§ CONSIGNE ÉCRITE A
Rassemblez en les recopiant toutes les lignes des enregistrements qui contiennent la chaîne « stem », en tenant compte de la casse.

§ TEXTE FOURNI
L’espace DENSAN s’attache à faire venir des artisans du Japon à chaque nouvelle exposition. Pour le thème de janvier autour des arts de la table, c’est l’atelier Shibata Shikki qui a présenté l’artisanat de la laque de Takaoka.

Au Japon, il existe différentes techniques pour appliquer la laque. Grâce à l’espace DENSAN à Paris, le public avait eu l’occasion au cours de ces dernières années de découvrir le Wajima nuri (application de la laque en couche épaisse) ou encore le Kamakura bori (bois gravé et sculpté recouvert de laque). En réalité, 23 villes japonaises ont leurs spécificités en ce qui concerne le travail de la laque ! En janvier, l’espace DENSAN proposait, dans le cadre d’une exposition consacrée aux arts de la table, une présentation de l’artisanat de la laque de Takaoka, département de Toyama, un savoir-faire apparu au début du XVIIème siècle. Si vous vous rendez à Takaoka, le Takaoka Mikuruma Yama matsuri est un évènement à ne pas rater et qui se tient chaque 1er mai, où le public peut observer des chars, réalisés selon les techniques artisanales locales dont la laque de Takaoka, défiler dans la ville. C’est un matsuri apparu pour célébrer la fondation il y a 400 ans du château de Takaoka par Toshinaga MAEDA et qui depuis 2016 fait partie des 33 masturi inscrits sur la liste du patrimoine culturel immatériel de l’Humanité de l’UNESCO !


Quand on parle de Takaoka shikki (soit « la laque de Takaoka »), il faut savoir que ce terme regroupe trois techniques spécifiques : Yusuke nuri (du nom de l’artiste Yusuke ISHII, employée durant l’époque Edo et qui n’est plus utilisée de nos jours), Chokoku nuri ( bois gravé laqué) et l’Aogai nuri (objet laqué avec de la nacre). C’est principalement cette dernière technique qu’a présenté Haruyuki SHIBATA, artisan de 3ème génération de l’atelier Shibata Shikki (fondé en 1925).

[Lignes du jeu de données]
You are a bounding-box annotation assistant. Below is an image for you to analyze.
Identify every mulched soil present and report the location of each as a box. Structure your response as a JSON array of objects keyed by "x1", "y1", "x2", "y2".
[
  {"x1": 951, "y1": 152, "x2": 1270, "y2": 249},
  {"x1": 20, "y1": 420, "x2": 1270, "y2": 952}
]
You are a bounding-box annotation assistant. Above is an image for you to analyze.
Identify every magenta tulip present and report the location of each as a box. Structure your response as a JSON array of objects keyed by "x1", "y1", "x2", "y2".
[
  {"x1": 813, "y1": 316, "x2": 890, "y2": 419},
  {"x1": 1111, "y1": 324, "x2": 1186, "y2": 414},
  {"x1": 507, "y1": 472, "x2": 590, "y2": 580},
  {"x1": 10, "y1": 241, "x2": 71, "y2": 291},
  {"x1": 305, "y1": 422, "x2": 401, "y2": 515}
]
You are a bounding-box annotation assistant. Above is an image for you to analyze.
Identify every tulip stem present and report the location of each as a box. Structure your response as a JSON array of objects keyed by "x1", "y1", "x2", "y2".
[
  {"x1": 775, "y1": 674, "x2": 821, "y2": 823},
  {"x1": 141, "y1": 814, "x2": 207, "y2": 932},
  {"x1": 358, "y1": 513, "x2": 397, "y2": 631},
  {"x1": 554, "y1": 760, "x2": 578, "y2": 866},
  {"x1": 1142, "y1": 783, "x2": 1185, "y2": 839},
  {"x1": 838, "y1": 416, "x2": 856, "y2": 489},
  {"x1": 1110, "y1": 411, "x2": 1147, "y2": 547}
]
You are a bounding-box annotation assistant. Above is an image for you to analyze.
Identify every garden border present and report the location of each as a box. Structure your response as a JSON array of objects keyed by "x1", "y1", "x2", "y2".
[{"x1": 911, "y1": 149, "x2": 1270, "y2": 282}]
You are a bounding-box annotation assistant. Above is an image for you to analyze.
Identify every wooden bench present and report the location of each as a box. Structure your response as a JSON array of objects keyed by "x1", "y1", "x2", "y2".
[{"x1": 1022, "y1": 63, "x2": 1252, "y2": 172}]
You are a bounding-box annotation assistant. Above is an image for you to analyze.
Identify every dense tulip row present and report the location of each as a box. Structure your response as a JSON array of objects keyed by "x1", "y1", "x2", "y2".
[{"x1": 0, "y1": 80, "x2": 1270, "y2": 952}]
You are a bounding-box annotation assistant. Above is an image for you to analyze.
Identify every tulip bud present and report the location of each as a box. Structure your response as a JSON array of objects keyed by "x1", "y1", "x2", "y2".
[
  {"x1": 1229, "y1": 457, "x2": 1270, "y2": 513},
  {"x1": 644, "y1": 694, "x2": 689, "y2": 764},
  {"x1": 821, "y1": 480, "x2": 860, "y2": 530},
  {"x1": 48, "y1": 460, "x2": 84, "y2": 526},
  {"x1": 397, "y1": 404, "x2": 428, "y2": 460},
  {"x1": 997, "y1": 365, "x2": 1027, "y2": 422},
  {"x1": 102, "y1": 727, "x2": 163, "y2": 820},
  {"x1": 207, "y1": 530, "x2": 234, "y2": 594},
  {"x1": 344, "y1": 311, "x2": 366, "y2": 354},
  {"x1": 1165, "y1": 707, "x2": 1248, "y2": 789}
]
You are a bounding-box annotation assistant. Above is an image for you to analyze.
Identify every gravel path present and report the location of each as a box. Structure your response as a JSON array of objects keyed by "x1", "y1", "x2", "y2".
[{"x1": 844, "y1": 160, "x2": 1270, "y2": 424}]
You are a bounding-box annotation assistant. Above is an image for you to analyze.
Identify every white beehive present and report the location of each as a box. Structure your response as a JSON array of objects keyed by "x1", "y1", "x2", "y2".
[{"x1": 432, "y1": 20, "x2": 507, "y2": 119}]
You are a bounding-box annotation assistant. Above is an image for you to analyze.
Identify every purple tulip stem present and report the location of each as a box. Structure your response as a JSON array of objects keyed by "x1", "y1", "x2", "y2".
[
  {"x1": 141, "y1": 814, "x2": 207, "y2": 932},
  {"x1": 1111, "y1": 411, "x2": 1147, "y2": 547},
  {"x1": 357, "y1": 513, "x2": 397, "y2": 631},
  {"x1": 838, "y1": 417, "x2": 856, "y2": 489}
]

§ CONSIGNE ÉCRITE B
Poursuivez la rédaction du texte sur la laque de Takaoka en reprenant après sa dernière phrase.

§ RÉPONSE FINALE A
Identify every tulip stem present and report the location of each as a box. Structure your response as a JSON array of objects keyed by "x1", "y1", "x2", "y2".
Identify every purple tulip stem present and report the location of each as a box. Structure your response as a JSON array of objects keyed by "x1", "y1", "x2", "y2".

§ RÉPONSE FINALE B
L’Aogai nuri est reconnaissable aisément par l’intégration de la nacre sur des objets laqués. Avant d’obtenir un élégant objet de laque et de nacre, la première étape consiste à raboter le bois pour donner une forme à l’objet – une étape réalisée par un autre artisan. C’est ensuite que l’artisan de Takaoka shikki applique une sous-couche de laque, filtrée mais non traitée, comme une base pour imprégner le bois, de 3 à 10 fois. Une deuxième sous-couche est ensuite appliquée. Vient ensuite le travail de la nacre. Issue des coquillages, l’artisan doit décoller la nacre en fine lamelle grâce à un appareil grattant. Une étape qui nécessite une dextérité car c’est un processus délicat. Toutefois, s’il y a une erreur elle est rattrapable. Une fois cette nacre obtenue, la forme des motifs de nacre est imaginée avant la pose. Généralement, les motifs utilisés sont ceux rappelant la nature et plus particulièrement les motifs représentant les oiseaux, la lune, le vent et les fleurs. Parfois, l’envers de la nacre grattée est peint dans un coloris, donnant à l’objet final des motifs de différentes couleurs sans jamais perdre les reflets nacrés. La nacre est ensuite appliquée selon différentes techniques en fonction de la forme du motif par un artisan spécialisé dans la nacre, avec un couteau ou avec une aiguille, d’après un motif préalablement dessiné. Une fois cette étape réalisée, l’objet est recouvert d’une surcouche de laque, pour ensuite être gratté. L’objet subit ensuite une sorte de polissage, en étant frotté à l’aide d’un chiffon 5 à 10 fois. C’est l’étape du suri urushi.

A noter que l’objet peut être recouvert d’une laque noire comme rouge. Il suffit pour ce faire de mélanger à la laque des pigments végétaux. Si au Japon, la laque noire et la laque rouge sont largement employées à travers tout le pays, il est tout à fait possible d’utiliser d’autres couleurs. Cependant, Haruyuki SHIBATA précise que la couleur finit par s’altérer dans le temps, y compris la laque rouge.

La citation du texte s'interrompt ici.